MidLL: Rooting Research and Engagement in the Midwest

Midwest Landscape Lab offers students the opportunity to research distinct habitats and ecosystems of the region

MidLL: Rooting Research and Engagement in the Midwest

Through marram and sand reed grasses, a cohort of 27 graduate landscape architecture students explore the shoreline, coastal dunes, and forested areas of Saugatuck Dunes State Park. Occupying two and a half miles along Lake Michigan, the park features some of the largest freshwater dune systems in the world, and the foredune and interdunal wetlands trails reveal a wide variety of wildflowers and shrubs such as common milkweed, sand cress, bearberry, wild grape, and sand cherry to the students.

The three-day visit to the park in September of 2021 was the inaugural MidLL On Site field trip—an annual excursion to distinct habitats and ecosystems of the region. The extended outing was conducted through the Midwest Landscape Lab (MidLL), a Knowlton Landscape research and teaching initiative established in 2020 to focus on the ecological, material, and cultural forces that shape the Midwest.

MidLL’s research and educational methodologies are predicated on a ground-up approach that fosters field work and close investigation of local and regional Midwestern natural environments.

Exercise tasks:
1. In the article on the Midwest Landscape Lab, how many graduate landscape architecture students explored Saugatuck Dunes State Park?
2. Continue the article on the Midwest Landscape Lab from its final sentence.

Dataset:
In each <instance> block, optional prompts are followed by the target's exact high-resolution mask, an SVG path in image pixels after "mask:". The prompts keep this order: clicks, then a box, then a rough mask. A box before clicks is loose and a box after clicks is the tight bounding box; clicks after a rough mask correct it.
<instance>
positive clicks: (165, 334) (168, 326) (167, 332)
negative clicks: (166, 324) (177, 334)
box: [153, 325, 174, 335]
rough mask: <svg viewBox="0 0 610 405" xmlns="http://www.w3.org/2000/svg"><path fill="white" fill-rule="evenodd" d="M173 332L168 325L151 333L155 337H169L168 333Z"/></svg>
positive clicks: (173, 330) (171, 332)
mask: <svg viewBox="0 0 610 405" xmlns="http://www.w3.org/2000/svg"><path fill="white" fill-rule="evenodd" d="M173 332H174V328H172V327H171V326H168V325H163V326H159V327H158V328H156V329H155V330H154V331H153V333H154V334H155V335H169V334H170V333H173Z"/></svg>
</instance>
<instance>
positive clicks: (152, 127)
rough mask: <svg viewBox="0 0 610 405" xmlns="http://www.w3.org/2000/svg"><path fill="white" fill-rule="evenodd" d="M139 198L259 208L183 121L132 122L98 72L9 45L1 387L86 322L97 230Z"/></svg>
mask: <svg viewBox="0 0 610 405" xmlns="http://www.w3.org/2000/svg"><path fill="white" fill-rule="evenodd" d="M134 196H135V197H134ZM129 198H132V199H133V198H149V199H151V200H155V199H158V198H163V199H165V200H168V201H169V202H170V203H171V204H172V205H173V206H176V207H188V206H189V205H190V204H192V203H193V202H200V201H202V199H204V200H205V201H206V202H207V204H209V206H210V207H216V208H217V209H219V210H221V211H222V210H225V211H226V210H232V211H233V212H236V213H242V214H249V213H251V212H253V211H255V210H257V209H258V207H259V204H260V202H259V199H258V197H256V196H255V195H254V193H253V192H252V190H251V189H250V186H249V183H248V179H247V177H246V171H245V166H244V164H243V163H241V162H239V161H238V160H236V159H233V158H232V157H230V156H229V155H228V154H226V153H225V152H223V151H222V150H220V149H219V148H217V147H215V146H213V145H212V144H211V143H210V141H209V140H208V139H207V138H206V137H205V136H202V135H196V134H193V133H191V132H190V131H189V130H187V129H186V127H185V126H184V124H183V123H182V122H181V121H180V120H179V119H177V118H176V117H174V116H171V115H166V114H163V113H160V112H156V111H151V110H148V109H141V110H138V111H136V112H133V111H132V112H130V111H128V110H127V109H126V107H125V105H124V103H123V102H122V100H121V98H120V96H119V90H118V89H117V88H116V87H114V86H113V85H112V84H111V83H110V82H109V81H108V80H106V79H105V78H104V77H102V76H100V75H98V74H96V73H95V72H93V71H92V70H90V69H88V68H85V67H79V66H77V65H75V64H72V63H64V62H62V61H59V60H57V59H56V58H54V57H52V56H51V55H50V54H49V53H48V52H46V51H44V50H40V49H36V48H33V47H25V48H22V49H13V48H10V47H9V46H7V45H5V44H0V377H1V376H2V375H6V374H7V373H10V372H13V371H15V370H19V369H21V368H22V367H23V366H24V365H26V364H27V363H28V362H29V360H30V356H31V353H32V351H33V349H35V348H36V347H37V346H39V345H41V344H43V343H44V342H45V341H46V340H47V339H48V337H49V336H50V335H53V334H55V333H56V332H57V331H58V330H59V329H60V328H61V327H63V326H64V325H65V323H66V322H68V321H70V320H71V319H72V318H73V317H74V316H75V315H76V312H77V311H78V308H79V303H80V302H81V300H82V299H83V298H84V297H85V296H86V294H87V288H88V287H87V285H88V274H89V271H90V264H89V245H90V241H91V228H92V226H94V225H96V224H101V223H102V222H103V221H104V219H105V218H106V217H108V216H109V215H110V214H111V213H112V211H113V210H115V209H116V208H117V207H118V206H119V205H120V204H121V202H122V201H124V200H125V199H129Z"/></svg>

Answers to the exercises:
1. 27

2.
Within this pedagogical framework, the Saugatuck Dunes experience promised direct observation, experiential knowledge, and the representation of the area’s significant landscape conditions according to Associate Professor of Landscape Architecture Katherine Jenkins, who led the trip and served as the first MidLL Coordinator. “During our time at the park, students conducted drawing and sketching exercises,” said Jenkins, “but our main goal was to walk through the landscape and observe a range of ecosystems in the Midwest.”

The Midwest Landscape Lab, as such, is locatable where the work and research are being conducted—in the Knowlton School, within established seed banks on the Ohio State campus, at Waterman Farm, and during instances of fieldwork within Ohio and adjacent states.

“Instead of having a static, recognizable footprint, we see the lab as a collection of moments in a landscape, which can disperse and concentrate depending on the focus of study,” said current MidLL Coordinator Brendan Ayer, expressing both the potential and unique nature of the place-based work of the lab. 

MidLL (pronounced ‘middle’) is currently engaged in a number of scholarly and learning initiatives that align and often intersect with the teaching and research of the Knowlton School’s Landscape Architecture Section. What unites all MidLL activities—which range from the On Site trips to spring semester seminars and field-based research conducted by MidLL Research Fellows—is their focus on the ecological and environmental particularities and potential found in the Midwest.

Attention to native plant species and ecosystems and the various terrains that contain them is foundational to MidLL’s efforts to map a distinctly Midwestern territory for its creative and analytic engagement with the landscape and to position Midwestern ecologies within national conversations about climate change, species migration, and critical habitat.

The upcoming year will offer new opportunities to build on established projects and protocols. Plans are in place for the 2023 On Site trip to explore areas of the Appalachian highlands and plateaus. MidLL is also broadening its logistical support for the research fellows’ ongoing research. Efforts will also continue to seek a research facility—either in a permanent structure or a mobile unit—to further operationalize the work of the lab for the years to come.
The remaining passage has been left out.